[Start of Task input]
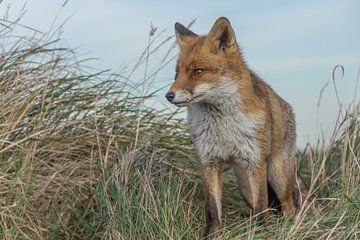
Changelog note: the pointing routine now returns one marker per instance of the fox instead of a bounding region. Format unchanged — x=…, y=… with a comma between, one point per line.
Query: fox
x=236, y=119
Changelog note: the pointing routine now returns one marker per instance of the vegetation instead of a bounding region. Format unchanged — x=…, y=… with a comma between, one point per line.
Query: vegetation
x=81, y=157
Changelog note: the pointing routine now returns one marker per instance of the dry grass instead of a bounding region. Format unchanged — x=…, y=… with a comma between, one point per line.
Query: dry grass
x=82, y=158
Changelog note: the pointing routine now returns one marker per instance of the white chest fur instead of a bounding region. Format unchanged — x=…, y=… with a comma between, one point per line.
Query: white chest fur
x=223, y=133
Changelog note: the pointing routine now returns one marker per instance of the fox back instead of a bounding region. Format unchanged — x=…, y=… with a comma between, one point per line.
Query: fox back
x=234, y=118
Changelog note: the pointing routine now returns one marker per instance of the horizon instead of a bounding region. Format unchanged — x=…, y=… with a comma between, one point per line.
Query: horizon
x=297, y=42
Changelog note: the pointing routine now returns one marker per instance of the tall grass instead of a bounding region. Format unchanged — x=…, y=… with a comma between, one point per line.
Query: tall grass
x=82, y=157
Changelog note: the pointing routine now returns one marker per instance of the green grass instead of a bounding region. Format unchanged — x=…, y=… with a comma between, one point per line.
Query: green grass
x=83, y=158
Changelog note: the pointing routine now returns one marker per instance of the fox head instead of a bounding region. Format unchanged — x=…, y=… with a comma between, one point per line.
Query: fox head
x=207, y=65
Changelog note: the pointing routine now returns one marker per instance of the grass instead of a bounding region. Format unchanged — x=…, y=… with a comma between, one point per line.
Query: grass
x=82, y=157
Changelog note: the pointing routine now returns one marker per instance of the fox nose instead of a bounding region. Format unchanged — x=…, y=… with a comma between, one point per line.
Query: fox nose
x=170, y=96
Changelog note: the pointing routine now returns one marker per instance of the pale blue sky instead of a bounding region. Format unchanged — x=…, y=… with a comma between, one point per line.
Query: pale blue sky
x=292, y=45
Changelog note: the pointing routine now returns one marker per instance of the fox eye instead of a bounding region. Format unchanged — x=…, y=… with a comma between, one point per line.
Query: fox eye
x=198, y=71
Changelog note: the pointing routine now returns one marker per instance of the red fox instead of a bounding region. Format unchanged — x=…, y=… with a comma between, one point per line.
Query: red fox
x=237, y=119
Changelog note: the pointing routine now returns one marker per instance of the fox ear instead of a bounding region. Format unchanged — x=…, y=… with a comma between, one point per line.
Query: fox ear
x=183, y=35
x=221, y=37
[End of Task input]
» **The task**: Rewrite everything from the line containing "the fox nose" down to the line containing "x=292, y=45", both ends included, as a Markdown table with the columns No. and Line. Give each line its row number and leave out any blank lines.

» **Exercise solution**:
| No. | Line |
|---|---|
| 1 | Changelog note: the pointing routine now returns one marker per instance of the fox nose instead of a bounding region. Format unchanged — x=…, y=… with a comma between, one point per line. |
| 2 | Query: fox nose |
| 3 | x=170, y=96 |
| 4 | Changelog note: the pointing routine now returns one marker per instance of the pale blue sky instead of a bounding region. Format unchanged — x=…, y=… with a comma between, one point per line. |
| 5 | Query: pale blue sky |
| 6 | x=292, y=45 |